▸ TEXTE FOURNI:
- - -

Contrairement à ce que son nom indique, la Beta une Lancia intelligente !
Conçue dans l’urgence, la Beta a pourtant posé d’importants jalons technologiques sauvant Lancia à court et moyen terme. Une auto importante et méconnue, surtout en berline, variante moins courue que les coupés et donc moins préservée. Dès 6 000 €.

Les collectionnables sont des autos revêtant un intérêt particulier, donc méritant d’être préservées. Pas forcément anciennes, elles existent pourtant en quantité définie, soit parce que le constructeur en a décidé ainsi, soit parce que leur production est arrêtée. Ensuite, elles profitent de particularités qui les rendent spécialement désirables : une motorisation, un châssis, un design, ou un concept. Enfin, elles sont susceptibles de voir leur cote augmenter. Un argument supplémentaire pour les collectionner avant tout le monde !
Lancia a quelque chose du Citroën italien. A moins que ce ne soit l'inverse. La marque de Chivasso a produit des modèles révolutionnaires, comme la Lambda, est s'est signalée en après-guerre par des choix techniques originaux mais souvent compliqués et non rentables. Aussi, comme Citroën, elle s'est révélée incapable de gagner de l'argent. Après le rachat par Fiat en 1969, c'est l'ère du renouveau pour Lancia, dont la première incarnation est la Beta, en 1972. Cette berline très moderne aura une portée insoupçonnée puisque, en plus d'assurer la survie de son constructeur, elle pose les bases qui serviront encore dans les années 2010. En effet, sa suspension arrière inspirera nettement celle des Delta, Thema, Kappa, Fiat Croma, Alfa Romeo 164, 166, 156, 147 et GT ! En fin, assez peu produite et décimée par la rouille, la cruciale Beta est devenue rarissime : à préserver d'urgence.

Ce n’était pas la volonté de Fiat. Mais sur insistance du Gouvernement italien, le géant turinois rachète Lancia en 1969, ce qui n’a rien d’une affaire. En effet, la marque de Chivasso, mal gérée depuis des années, est pratiquement morte : caisses vides, gamme vieillissante et aucun modèle en préparation. Il s’agit donc en urgence de mettre au point une nouvelle auto, digne de l’image Lancia.

Cela aura lieu grâce à une collaboration technique avec Citroën, via la Pardevi, qui aura au moins une conséquence : permettre au double chevron de se doter d’une mécanique transversale, grâce à la conception commune d’une boîte de vitesses. Celle-ci servira de base à celle de la CX mais aussi de la future Lancia, la Beta.
Leurs transmissions partagent la même idée de base mais ne sont pas interchangeables, contrairement à ce qu’on a souvent dit. Lancia, qui a toujours eu une appétence pour les solutions compliquées et coûteuses, devait aussi avoir accès à l’hydropneumatique mais ça n’aura pas lieu.

- - -

▸ DONNÉES ENREGISTRÉES:
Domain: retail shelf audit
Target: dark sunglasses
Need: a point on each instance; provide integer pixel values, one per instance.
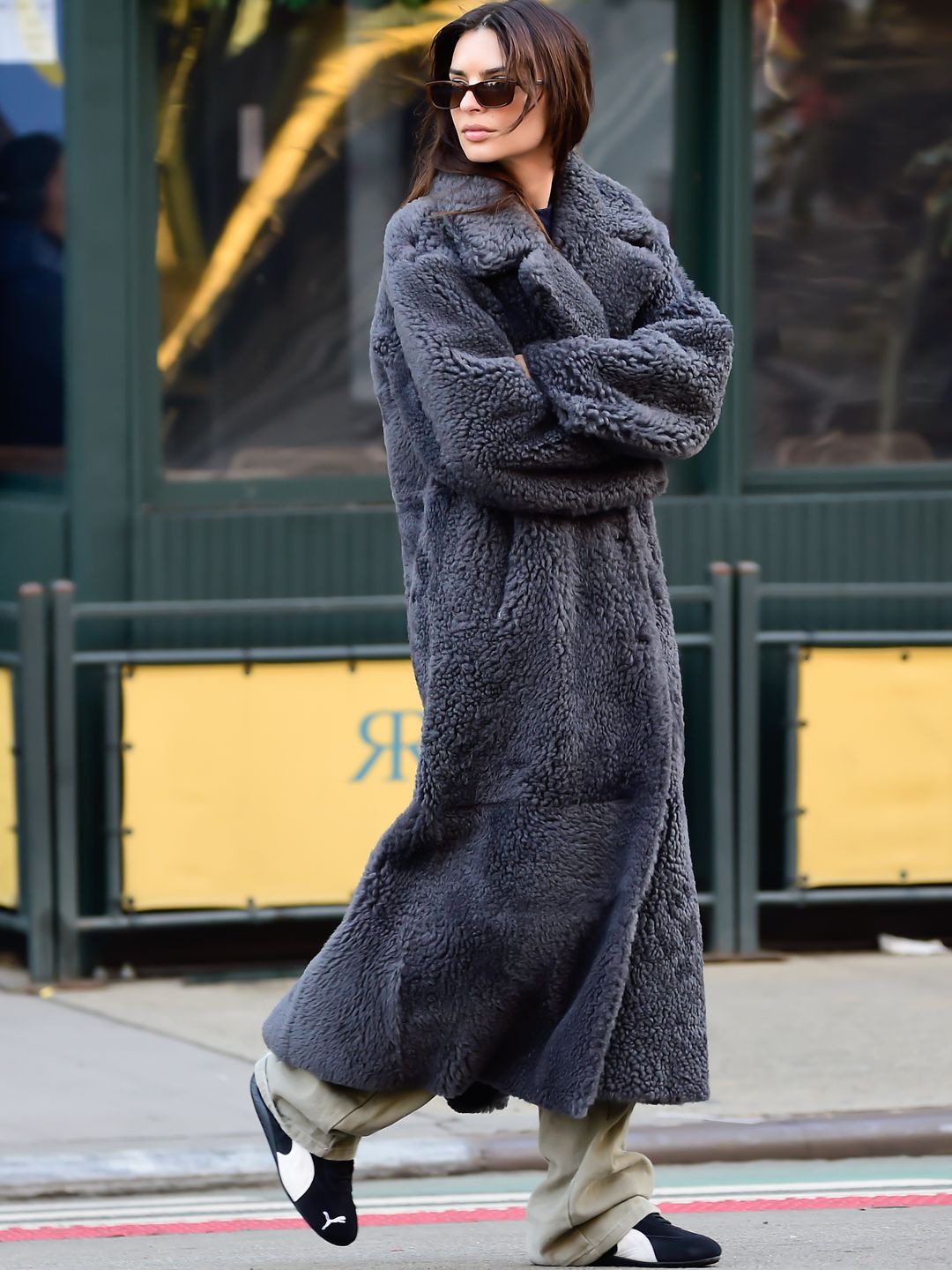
(447, 94)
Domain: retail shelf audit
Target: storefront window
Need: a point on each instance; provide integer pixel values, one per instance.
(285, 141)
(32, 238)
(852, 233)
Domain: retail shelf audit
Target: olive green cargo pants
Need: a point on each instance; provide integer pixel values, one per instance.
(591, 1194)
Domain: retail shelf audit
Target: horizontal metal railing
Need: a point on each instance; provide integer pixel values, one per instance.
(74, 925)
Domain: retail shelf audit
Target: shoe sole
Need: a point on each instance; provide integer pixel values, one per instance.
(659, 1265)
(264, 1117)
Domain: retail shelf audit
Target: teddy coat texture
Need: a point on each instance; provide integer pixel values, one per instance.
(530, 923)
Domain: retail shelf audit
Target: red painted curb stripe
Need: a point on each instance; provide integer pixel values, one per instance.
(16, 1235)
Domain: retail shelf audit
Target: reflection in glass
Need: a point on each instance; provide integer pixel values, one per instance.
(852, 231)
(32, 236)
(285, 143)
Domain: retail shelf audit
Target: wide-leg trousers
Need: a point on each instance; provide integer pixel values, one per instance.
(593, 1192)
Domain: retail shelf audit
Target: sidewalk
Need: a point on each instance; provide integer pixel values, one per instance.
(144, 1085)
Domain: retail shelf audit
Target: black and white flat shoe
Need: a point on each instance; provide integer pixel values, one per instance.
(655, 1243)
(322, 1191)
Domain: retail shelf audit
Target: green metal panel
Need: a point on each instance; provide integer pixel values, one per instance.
(34, 542)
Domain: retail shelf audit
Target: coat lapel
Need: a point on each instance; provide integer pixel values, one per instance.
(599, 228)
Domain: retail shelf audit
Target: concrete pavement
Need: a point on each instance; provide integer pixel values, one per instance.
(144, 1085)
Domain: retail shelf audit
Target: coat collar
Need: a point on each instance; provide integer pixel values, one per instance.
(598, 225)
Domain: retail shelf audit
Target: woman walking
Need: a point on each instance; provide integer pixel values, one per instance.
(528, 926)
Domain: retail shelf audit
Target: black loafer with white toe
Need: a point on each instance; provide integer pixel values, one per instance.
(655, 1243)
(322, 1191)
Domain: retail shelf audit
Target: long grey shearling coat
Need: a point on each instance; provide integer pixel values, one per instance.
(530, 923)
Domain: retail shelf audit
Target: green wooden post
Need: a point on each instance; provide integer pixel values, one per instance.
(36, 840)
(65, 782)
(747, 756)
(724, 935)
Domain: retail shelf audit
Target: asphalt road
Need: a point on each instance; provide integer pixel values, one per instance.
(770, 1215)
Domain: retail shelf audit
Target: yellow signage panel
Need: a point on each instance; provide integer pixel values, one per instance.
(874, 766)
(268, 784)
(9, 879)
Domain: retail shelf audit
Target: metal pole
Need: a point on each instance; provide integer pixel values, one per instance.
(36, 840)
(65, 781)
(724, 926)
(113, 788)
(747, 756)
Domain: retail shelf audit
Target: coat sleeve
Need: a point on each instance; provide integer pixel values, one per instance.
(487, 429)
(655, 392)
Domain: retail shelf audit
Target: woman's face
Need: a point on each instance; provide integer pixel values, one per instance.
(481, 133)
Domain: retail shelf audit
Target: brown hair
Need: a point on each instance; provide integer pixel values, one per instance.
(537, 42)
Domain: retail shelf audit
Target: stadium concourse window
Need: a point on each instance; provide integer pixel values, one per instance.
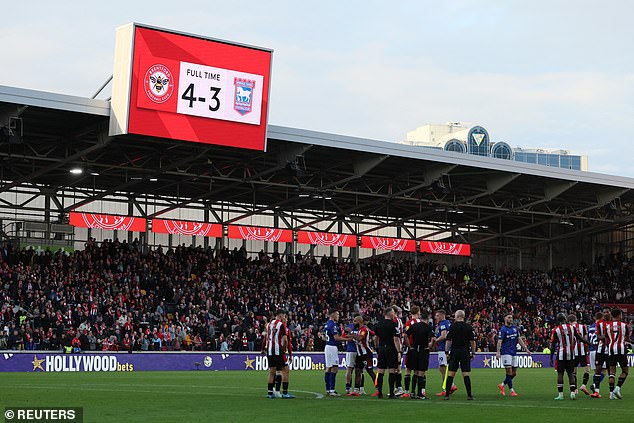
(553, 160)
(502, 150)
(565, 162)
(455, 146)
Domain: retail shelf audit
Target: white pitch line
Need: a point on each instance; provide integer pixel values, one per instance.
(97, 387)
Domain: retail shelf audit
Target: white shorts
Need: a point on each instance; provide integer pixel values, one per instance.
(442, 358)
(592, 358)
(510, 360)
(332, 356)
(351, 358)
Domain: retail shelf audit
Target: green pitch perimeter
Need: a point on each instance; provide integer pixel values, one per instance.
(202, 396)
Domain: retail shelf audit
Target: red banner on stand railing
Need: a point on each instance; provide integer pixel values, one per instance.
(258, 233)
(186, 227)
(107, 221)
(386, 243)
(445, 248)
(325, 238)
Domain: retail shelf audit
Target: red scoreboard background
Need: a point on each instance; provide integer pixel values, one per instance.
(185, 87)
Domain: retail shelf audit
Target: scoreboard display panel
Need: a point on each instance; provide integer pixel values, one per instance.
(185, 87)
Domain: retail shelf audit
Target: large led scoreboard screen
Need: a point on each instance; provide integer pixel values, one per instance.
(185, 87)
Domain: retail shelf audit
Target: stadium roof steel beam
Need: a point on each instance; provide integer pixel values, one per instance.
(371, 182)
(132, 182)
(102, 141)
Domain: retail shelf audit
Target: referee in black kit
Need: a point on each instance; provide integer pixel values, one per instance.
(388, 344)
(461, 348)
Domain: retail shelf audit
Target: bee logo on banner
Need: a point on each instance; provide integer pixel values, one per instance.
(243, 98)
(158, 83)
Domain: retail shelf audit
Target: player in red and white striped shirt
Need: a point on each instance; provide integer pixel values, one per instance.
(618, 335)
(581, 353)
(564, 341)
(408, 342)
(275, 345)
(601, 361)
(364, 354)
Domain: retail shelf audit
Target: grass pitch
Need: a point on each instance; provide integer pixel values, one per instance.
(199, 396)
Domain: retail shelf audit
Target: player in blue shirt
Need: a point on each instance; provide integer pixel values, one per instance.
(351, 357)
(508, 339)
(331, 351)
(442, 328)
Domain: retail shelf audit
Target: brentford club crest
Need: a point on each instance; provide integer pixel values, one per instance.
(243, 95)
(158, 83)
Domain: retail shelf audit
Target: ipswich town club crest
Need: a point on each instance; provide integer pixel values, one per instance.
(243, 97)
(158, 83)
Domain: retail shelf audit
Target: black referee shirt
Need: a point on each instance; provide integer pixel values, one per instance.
(421, 333)
(386, 330)
(460, 334)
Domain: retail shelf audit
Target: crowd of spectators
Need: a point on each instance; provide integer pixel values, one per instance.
(111, 296)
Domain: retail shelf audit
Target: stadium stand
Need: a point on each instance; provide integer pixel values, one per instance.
(113, 297)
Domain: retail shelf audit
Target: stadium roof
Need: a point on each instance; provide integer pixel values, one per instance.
(331, 177)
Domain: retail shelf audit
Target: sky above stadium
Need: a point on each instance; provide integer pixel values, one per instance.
(550, 74)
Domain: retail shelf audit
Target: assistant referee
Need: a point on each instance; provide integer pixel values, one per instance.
(461, 347)
(388, 342)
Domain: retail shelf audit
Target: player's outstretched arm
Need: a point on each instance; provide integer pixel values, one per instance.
(523, 345)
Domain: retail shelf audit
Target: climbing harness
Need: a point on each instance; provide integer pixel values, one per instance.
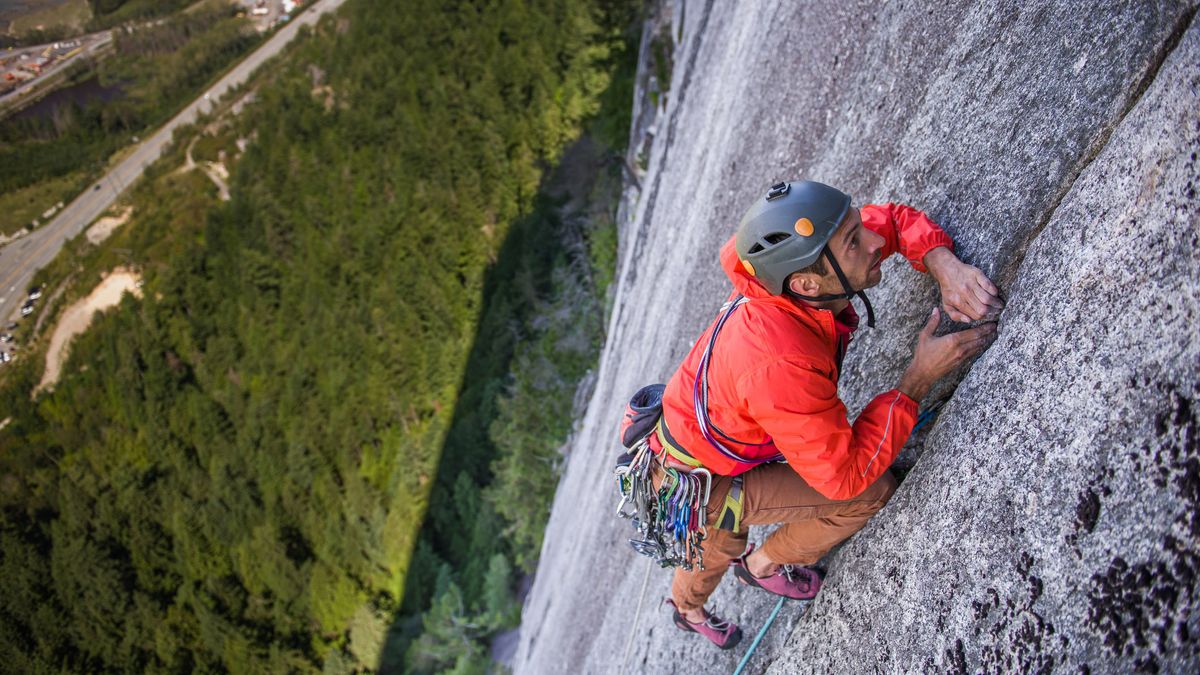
(700, 396)
(671, 519)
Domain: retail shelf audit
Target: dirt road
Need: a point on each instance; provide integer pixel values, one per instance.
(21, 258)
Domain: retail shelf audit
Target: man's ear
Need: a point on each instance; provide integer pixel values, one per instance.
(803, 284)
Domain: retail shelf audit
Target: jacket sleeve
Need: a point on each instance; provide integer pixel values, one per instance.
(906, 231)
(798, 406)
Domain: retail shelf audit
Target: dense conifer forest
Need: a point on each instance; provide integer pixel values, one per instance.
(325, 437)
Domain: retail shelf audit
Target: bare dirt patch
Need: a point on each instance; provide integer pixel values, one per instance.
(78, 316)
(105, 226)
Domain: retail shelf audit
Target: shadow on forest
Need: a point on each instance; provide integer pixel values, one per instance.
(461, 531)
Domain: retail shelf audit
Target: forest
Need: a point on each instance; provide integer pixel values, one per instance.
(325, 438)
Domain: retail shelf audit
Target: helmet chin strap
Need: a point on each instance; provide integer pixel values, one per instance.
(845, 284)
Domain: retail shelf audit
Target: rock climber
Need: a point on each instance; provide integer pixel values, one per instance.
(767, 388)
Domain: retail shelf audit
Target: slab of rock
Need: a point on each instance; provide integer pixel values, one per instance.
(983, 117)
(1053, 523)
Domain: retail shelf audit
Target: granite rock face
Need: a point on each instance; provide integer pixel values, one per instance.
(1054, 520)
(1049, 520)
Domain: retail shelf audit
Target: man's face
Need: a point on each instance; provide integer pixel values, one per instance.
(859, 252)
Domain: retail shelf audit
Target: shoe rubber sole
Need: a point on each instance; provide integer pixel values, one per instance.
(735, 638)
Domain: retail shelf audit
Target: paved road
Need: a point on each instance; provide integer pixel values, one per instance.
(91, 45)
(21, 258)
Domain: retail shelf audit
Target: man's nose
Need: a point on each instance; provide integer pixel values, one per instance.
(876, 242)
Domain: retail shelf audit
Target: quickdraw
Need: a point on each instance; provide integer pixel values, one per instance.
(670, 519)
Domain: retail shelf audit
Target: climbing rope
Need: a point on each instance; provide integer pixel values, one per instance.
(637, 615)
(754, 645)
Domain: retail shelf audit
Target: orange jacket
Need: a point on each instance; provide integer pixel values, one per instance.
(773, 378)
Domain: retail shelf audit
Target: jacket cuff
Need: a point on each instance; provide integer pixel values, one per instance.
(939, 238)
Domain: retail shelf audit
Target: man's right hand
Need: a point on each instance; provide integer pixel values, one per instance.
(936, 357)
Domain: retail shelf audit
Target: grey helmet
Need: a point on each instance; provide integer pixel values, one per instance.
(787, 231)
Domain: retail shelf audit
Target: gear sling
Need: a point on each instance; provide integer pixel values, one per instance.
(670, 520)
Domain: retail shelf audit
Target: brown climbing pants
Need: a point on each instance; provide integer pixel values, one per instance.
(772, 494)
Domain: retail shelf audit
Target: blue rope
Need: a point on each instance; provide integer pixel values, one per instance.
(757, 638)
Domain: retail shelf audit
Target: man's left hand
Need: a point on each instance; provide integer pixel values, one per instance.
(967, 294)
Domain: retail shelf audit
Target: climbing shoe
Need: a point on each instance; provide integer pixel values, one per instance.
(791, 581)
(725, 634)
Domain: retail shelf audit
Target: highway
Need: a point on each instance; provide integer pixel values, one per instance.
(23, 257)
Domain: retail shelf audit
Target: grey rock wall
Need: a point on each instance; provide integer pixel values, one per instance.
(1050, 518)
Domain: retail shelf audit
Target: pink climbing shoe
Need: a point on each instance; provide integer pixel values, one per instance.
(725, 634)
(791, 581)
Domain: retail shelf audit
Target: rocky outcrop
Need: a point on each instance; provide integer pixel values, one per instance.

- - -

▸ TÂCHES PROPOSÉES:
A: D'après le texte sur la Lancia Beta, en quelle année Fiat rachète-t-il Lancia ?
B: Prolongez le texte sur la Lancia Beta au-delà de sa dernière phrase, s'il vous plaît.

▸ RÉSULTATS:
A: En 1969.

B:
A la place, à Chivasso, on développe des trains roulants très raffinés, composés de jambes de force y compris à l’arrière. Là, le guidage est assuré par deux bras transversaux par roue, une solution de pointe… pour laquelle Lancia ne déposera pas de brevet. Résultat, elle sera largement copiée par les Japonais, notamment. Sous le capot, c’est Fiat qui fournit le moteur, en l’occurrence son excellent double arbre Lampredi, qui se retrouve monté en travers pour la première fois. Fiat encore fournit son équipe de design, chapeautée par Gianpaolo Boano.

Cette collaboration très proche entre les deux marques italiennes permet de finaliser la Beta en un temps record, puisqu’elle est présentée dès le salon de Turin 1972 : moins de trois ans ! La ligne bicorps traduit une influence Citroën, la GS recourant à ce principe inspiré par le concept Pininfarina 1100, et la technologie est très respectable : 4 roues indépendantes, 4 freins à disques, double arbre, boîte 5... L’accueil est pourtant sans enthousiasme, les fans de Lancia ne supportant pas l’influence de Fiat, qui a par ailleurs imposé des économies sur la fabrication : fini les joints de carrosserie comblés à l’étain ! Pas plus mal si cela assure la rentabilité de la marque.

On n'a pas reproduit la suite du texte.